EXERCISE. Leave out every line that comes before the one containing "Check that every instance of the cat's hind", and reproduce the rest of the listing below exactly, through its last line.

━━━━━ INFORMATION PROVIDED

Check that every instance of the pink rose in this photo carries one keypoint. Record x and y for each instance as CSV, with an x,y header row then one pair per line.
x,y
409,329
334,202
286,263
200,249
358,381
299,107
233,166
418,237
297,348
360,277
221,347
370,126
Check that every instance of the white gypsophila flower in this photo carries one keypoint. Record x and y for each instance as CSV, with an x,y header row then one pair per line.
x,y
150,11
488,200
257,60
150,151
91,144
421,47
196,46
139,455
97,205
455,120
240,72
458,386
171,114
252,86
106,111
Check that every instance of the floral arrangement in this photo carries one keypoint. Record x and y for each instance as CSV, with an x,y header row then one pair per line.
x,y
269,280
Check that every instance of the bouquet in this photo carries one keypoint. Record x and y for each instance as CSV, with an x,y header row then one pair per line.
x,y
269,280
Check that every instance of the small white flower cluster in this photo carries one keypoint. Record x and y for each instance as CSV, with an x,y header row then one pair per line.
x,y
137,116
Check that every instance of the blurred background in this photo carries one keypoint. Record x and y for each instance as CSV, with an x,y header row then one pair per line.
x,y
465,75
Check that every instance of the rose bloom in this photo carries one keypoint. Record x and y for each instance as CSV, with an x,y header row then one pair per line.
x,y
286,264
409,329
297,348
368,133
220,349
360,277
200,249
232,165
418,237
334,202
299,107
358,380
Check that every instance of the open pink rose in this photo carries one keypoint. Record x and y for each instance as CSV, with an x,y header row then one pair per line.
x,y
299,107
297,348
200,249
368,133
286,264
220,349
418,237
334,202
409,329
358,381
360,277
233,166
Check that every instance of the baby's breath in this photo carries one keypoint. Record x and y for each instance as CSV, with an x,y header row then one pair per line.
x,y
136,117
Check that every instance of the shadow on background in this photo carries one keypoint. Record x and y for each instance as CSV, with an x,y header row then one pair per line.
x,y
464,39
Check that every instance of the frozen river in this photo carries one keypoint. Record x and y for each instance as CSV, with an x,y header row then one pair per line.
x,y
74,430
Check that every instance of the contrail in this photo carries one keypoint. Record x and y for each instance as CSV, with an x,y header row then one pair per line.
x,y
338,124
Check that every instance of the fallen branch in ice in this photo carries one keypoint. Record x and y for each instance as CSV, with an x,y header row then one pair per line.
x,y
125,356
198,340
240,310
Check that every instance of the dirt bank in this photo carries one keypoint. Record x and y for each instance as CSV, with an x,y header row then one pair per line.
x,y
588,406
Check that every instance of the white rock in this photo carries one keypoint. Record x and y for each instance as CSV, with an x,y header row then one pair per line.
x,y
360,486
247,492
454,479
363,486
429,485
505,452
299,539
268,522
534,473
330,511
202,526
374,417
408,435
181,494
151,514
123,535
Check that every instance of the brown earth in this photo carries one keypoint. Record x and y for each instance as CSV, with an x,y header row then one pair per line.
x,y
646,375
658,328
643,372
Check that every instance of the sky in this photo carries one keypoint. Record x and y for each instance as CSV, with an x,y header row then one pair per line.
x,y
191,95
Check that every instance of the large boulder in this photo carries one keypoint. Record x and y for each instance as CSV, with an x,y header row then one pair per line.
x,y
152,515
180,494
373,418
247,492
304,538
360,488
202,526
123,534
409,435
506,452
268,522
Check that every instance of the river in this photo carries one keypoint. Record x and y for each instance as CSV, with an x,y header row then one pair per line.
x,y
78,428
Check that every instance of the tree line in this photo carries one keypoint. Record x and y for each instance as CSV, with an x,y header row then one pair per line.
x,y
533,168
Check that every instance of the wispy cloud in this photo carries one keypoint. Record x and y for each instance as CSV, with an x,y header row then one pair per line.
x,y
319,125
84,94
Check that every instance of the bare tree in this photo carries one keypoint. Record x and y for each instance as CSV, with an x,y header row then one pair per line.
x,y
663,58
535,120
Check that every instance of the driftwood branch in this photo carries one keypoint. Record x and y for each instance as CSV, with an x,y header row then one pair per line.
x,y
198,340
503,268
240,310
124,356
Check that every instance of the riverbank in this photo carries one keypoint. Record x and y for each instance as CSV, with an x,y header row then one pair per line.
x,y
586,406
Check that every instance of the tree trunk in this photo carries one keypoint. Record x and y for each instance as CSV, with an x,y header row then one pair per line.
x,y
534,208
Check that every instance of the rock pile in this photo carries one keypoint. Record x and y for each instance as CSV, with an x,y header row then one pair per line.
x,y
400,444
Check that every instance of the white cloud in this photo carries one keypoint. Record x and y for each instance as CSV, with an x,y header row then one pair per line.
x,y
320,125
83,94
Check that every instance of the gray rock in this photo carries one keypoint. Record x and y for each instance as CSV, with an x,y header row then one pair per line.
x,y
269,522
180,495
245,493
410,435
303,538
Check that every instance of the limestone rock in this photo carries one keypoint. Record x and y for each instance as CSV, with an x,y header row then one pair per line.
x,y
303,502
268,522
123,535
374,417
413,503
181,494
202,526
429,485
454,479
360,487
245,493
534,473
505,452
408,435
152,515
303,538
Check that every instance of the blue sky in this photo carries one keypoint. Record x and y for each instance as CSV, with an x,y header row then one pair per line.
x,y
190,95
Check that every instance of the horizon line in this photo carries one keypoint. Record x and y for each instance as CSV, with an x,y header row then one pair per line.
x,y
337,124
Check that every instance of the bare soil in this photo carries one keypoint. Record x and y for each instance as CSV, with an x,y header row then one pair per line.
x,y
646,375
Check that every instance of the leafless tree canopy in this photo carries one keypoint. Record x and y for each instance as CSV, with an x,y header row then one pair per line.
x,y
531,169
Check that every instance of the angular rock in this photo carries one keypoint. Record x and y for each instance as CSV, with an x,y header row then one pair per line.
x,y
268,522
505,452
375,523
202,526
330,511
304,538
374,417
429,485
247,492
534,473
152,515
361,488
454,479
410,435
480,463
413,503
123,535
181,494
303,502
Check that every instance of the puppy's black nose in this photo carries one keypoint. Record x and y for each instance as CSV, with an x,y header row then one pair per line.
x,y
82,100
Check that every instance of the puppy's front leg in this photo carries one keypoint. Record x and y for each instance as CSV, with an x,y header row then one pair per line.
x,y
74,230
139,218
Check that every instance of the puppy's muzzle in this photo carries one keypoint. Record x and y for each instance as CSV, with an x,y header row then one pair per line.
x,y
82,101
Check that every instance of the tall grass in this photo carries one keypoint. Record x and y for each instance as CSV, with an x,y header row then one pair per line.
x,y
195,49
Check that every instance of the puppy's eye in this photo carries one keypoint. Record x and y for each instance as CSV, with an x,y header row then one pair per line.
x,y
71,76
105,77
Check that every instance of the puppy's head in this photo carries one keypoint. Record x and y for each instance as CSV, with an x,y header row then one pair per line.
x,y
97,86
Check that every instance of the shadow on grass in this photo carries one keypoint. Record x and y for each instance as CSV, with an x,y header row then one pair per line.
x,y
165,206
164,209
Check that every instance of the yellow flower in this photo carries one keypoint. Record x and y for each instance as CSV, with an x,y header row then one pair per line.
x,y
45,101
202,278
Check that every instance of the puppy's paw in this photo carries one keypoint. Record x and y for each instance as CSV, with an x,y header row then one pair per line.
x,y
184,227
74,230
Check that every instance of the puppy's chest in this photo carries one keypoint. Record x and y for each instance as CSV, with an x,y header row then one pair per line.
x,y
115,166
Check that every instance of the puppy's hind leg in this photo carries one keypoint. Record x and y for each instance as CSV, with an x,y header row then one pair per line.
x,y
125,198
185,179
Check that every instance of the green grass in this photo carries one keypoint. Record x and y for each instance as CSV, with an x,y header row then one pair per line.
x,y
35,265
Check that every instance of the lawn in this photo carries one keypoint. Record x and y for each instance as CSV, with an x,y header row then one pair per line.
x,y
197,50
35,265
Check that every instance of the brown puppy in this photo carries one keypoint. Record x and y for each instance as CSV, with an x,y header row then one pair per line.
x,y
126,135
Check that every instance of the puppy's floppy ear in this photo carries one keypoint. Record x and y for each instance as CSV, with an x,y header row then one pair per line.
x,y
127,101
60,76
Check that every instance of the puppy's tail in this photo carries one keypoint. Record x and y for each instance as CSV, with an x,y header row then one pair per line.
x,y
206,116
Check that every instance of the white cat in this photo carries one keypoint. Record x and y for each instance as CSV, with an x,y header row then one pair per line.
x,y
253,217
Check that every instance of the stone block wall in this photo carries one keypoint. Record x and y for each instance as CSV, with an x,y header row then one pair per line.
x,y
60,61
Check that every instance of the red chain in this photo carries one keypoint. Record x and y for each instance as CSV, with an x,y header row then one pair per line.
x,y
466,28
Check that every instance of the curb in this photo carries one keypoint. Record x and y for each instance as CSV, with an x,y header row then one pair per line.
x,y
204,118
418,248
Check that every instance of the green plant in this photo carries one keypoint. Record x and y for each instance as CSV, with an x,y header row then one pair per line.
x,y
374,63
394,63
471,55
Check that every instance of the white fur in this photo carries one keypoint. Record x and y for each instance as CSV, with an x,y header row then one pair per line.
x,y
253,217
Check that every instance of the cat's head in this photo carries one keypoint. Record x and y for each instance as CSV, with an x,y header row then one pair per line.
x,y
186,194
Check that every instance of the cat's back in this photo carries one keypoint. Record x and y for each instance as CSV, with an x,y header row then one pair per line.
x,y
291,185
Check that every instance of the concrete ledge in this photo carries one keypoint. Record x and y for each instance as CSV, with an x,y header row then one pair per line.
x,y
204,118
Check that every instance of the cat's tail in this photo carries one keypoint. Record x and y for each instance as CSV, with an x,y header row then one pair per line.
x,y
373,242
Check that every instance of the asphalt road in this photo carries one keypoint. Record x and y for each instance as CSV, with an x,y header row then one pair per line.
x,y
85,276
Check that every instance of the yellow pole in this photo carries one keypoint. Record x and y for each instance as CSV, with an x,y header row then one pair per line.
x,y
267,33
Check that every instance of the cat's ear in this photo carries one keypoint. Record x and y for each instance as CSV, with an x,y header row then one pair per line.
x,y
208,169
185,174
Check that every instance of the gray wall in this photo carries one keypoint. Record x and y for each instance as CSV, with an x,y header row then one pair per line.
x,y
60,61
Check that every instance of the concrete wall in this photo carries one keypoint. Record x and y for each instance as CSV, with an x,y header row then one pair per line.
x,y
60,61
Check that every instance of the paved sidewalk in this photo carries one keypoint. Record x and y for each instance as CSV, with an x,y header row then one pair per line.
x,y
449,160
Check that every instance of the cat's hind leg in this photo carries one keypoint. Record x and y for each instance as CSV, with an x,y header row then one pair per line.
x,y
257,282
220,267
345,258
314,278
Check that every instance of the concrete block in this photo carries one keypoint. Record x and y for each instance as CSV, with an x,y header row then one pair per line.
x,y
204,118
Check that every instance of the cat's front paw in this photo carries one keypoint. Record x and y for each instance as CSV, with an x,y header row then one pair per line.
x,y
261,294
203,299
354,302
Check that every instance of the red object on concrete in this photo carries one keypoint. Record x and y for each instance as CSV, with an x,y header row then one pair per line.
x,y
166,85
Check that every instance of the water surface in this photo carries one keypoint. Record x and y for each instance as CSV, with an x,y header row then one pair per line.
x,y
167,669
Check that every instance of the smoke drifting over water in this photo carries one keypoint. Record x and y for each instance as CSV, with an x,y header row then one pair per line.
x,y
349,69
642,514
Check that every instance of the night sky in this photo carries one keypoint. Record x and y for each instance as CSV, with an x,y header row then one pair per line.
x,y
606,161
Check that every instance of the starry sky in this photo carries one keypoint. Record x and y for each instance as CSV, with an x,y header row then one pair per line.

━━━━━━━━━━

ANSWER BELOW.
Check that every instance of the cat's hind leg in this photo carries one keypoint. Record x and y for each instance as CSV, with an x,y header row then one pair per line.
x,y
257,282
220,267
345,258
314,278
Check that every instance of the concrete block in this photo carries one keypoint. Record x and y for each instance as CSV, with an x,y header row then one pair per line.
x,y
204,118
Check that every instance of the cat's front paw in this photo carries one keypoint. Record x and y for each instance as CSV, with an x,y header row then one pair per line.
x,y
261,294
203,299
354,302
Check that every instance of the red object on concrete in this photo carries one keypoint. Record x and y for each instance as CSV, with an x,y header row then one pair per line.
x,y
166,85
Check that every instance of the water surface in this photo carries one keypoint. Record x and y for each instance as CSV, with an x,y header row then one pair per line.
x,y
167,669
Check that every instance of the smoke drifting over water in this photo carries one keypoint. Record x and y for each instance as CSV, with an x,y header row then one pair per line.
x,y
349,69
642,514
Check that every instance of the night sky in this photo carries one keypoint. Record x and y for each instance as CSV, with an x,y header row then one pair per line.
x,y
606,161
Check that every instance of the starry sky in this photo carries one keypoint. Record x and y for each instance as CSV, with an x,y header row then one pair per line.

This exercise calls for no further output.